» TO BE DONE
[a] Output the part of the pagination passage below between "In your Connector" and "room for adjustment.", inclusive.
[b] According to the pagination passage below, which strategy is recommended for a database source that is too large to fetch in a single query?

» PASSAGE

Pagination
An efficient data connector fetches data in batches instead of retrieving everything in one request. The most common way to do this is through pagination, where the source returns data in smaller chunks called pages and your connector processes these pages one at a time. This reduces the risk of timeouts and helps you manage API rate limits and system memory limits.
Each source exposes its data differently. The pagination method available to your connector depends on what the source supports. For APIs, check the source documentation to understand how it paginates. For databases, examine the table schema and available indexed columns.
In your Connector SDK project, design your data fetching logic to use pagination — implement a loop that requests, processes, and sends pages until all data is synced.
How to choose a pagination strategy
The strategy you choose depends on what the source exposes and how much control it gives you over page size. Page size is a critical tuning parameter. Smaller pages reduce the risk of timeouts and data loss if a sync is interrupted, while larger pages can sync data faster.
Some strategies let you define the page size directly. For example, when paginating by an indexed monotonic column, you control the range of values each page covers. Others, such as APIs that return a next-page token in the response, set the page size themselves with limited room for adjustment.
The following table helps you identify the right strategy based on what your source supports.
| Your source or scenario | Source type | Strategy to use |
|---|---|---|
Includes offset, total, and limit fields. | REST API | Offset-based |
Includes page, total_pages, and per_page fields. | REST API | Page-number |
Includes a next_page_url field. | REST API | Next-URL |
Includes an opaque field such as scroll_param, cursor, or token. | REST API | Scroll token |
Includes an indexed monotonic column such as id or updated_at, and supports filtering by that column. | REST API | Keyset |
Supports filtering by date or time range parameters such as start_date and end_date. | REST API | Time-window |
Includes an indexed monotonic column such as id or updated_at. | Database | Keyset (database) |
| Too large to fetch in a single query. | Database | Server-side cursor |
You can also combine these strategies. For example, you can use time-window pagination for a large historical sync and offset pagination to chunk results within each window. See the Marketstack connector example in the Connector SDK repository.

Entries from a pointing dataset

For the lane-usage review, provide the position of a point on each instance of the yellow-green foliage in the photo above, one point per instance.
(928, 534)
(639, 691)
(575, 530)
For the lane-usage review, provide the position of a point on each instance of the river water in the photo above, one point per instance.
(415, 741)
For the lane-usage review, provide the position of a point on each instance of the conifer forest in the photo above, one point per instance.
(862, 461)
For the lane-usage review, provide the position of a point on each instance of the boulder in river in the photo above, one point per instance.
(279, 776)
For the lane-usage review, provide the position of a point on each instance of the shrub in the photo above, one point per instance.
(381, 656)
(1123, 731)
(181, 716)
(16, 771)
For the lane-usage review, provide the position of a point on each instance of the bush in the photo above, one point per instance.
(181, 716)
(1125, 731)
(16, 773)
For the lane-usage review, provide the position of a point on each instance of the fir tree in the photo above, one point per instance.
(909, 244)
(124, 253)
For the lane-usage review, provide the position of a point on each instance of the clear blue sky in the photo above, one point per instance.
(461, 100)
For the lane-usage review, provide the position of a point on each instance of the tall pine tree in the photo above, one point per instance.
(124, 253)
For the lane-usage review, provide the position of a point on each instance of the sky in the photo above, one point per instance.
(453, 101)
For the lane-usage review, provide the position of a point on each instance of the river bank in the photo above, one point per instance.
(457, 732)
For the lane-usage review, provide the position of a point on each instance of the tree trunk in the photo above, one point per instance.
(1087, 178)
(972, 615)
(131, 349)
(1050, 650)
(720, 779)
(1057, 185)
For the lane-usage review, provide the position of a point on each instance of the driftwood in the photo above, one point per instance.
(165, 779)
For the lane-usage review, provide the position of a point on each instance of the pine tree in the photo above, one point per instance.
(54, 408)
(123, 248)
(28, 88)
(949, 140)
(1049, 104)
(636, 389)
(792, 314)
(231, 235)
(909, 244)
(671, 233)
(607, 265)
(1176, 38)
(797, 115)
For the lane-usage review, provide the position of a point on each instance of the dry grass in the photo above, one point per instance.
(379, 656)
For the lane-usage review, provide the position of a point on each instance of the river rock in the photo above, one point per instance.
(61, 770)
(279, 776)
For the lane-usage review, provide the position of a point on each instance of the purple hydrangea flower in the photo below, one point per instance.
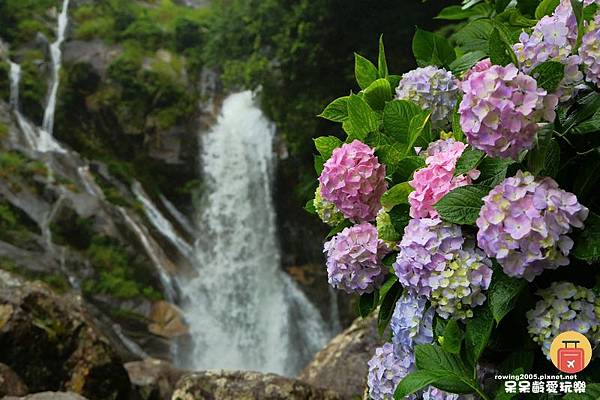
(386, 370)
(436, 179)
(590, 52)
(461, 284)
(354, 181)
(501, 107)
(425, 249)
(553, 39)
(354, 259)
(564, 307)
(411, 323)
(524, 224)
(432, 88)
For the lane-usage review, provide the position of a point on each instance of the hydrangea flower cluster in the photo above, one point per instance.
(436, 179)
(553, 38)
(386, 370)
(462, 283)
(432, 88)
(564, 307)
(326, 210)
(590, 52)
(354, 181)
(411, 323)
(425, 249)
(524, 223)
(501, 107)
(354, 259)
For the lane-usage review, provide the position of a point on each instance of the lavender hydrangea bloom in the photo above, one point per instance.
(524, 224)
(326, 210)
(433, 89)
(411, 324)
(462, 284)
(354, 181)
(552, 39)
(564, 307)
(501, 107)
(425, 249)
(590, 52)
(354, 259)
(386, 370)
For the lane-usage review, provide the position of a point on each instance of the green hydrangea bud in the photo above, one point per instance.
(326, 210)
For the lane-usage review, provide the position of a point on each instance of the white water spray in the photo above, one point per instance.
(244, 312)
(56, 55)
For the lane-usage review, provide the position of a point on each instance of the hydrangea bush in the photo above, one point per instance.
(463, 197)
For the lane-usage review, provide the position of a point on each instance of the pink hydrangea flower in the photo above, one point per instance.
(500, 109)
(354, 181)
(354, 259)
(436, 179)
(525, 224)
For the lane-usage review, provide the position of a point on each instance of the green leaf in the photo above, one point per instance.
(397, 115)
(326, 144)
(419, 131)
(503, 293)
(474, 36)
(587, 245)
(310, 206)
(549, 74)
(337, 110)
(362, 117)
(400, 216)
(469, 160)
(397, 194)
(378, 93)
(461, 205)
(407, 166)
(478, 332)
(493, 171)
(450, 372)
(386, 309)
(546, 7)
(431, 48)
(414, 382)
(453, 336)
(367, 303)
(500, 51)
(381, 61)
(466, 61)
(578, 11)
(318, 164)
(364, 71)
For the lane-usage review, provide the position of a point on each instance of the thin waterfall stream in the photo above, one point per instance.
(244, 312)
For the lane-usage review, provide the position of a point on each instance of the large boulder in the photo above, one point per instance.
(10, 383)
(48, 396)
(246, 385)
(52, 344)
(154, 379)
(342, 364)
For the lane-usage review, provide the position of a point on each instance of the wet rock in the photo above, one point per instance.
(153, 379)
(52, 344)
(10, 383)
(167, 320)
(246, 385)
(48, 396)
(342, 364)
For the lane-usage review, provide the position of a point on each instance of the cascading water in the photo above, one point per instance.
(244, 312)
(56, 56)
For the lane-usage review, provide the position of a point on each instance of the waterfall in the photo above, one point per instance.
(56, 56)
(244, 312)
(162, 224)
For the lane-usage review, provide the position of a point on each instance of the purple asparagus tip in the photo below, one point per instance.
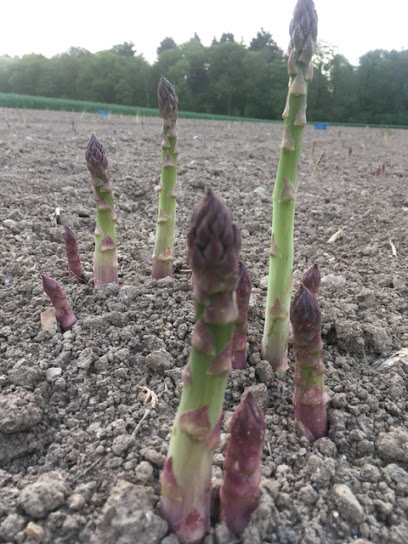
(63, 311)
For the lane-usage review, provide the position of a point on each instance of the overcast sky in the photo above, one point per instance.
(51, 26)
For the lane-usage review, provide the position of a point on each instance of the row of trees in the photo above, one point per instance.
(224, 78)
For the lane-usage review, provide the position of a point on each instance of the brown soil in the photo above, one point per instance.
(82, 441)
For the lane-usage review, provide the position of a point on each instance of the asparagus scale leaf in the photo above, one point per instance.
(166, 220)
(303, 33)
(214, 243)
(105, 264)
(309, 398)
(239, 349)
(74, 262)
(242, 466)
(63, 310)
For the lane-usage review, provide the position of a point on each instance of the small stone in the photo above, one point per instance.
(52, 373)
(34, 532)
(159, 361)
(347, 504)
(45, 495)
(153, 456)
(144, 471)
(393, 446)
(10, 526)
(260, 393)
(122, 443)
(396, 473)
(76, 501)
(19, 412)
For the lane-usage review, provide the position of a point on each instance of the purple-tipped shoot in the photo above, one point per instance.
(303, 34)
(239, 349)
(214, 243)
(165, 230)
(239, 492)
(62, 307)
(105, 264)
(71, 250)
(309, 398)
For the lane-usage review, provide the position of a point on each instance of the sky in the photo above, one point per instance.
(50, 27)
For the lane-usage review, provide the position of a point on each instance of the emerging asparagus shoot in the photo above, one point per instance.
(74, 262)
(303, 32)
(166, 220)
(105, 264)
(62, 307)
(309, 399)
(239, 350)
(214, 243)
(242, 474)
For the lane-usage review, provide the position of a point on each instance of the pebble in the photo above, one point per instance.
(19, 412)
(45, 495)
(159, 361)
(393, 446)
(348, 505)
(34, 532)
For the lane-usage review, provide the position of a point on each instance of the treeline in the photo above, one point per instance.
(225, 78)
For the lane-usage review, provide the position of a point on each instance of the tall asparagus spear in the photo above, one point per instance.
(309, 399)
(74, 262)
(166, 220)
(214, 243)
(63, 310)
(105, 264)
(303, 32)
(242, 466)
(239, 351)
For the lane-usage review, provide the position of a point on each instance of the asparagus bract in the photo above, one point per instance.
(309, 398)
(105, 264)
(214, 243)
(62, 307)
(242, 473)
(303, 32)
(239, 350)
(166, 220)
(71, 250)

» TASK ANSWERS
[a]
In your Connector SDK project, design your data fetching logic to use pagination — implement a loop that requests, processes, and sends pages until all data is synced.
How to choose a pagination strategy
The strategy you choose depends on what the source exposes and how much control it gives you over page size. Page size is a critical tuning parameter. Smaller pages reduce the risk of timeouts and data loss if a sync is interrupted, while larger pages can sync data faster.
Some strategies let you define the page size directly. For example, when paginating by an indexed monotonic column, you control the range of values each page covers. Others, such as APIs that return a next-page token in the response, set the page size themselves with limited room for adjustment.

[b] Server-side cursor.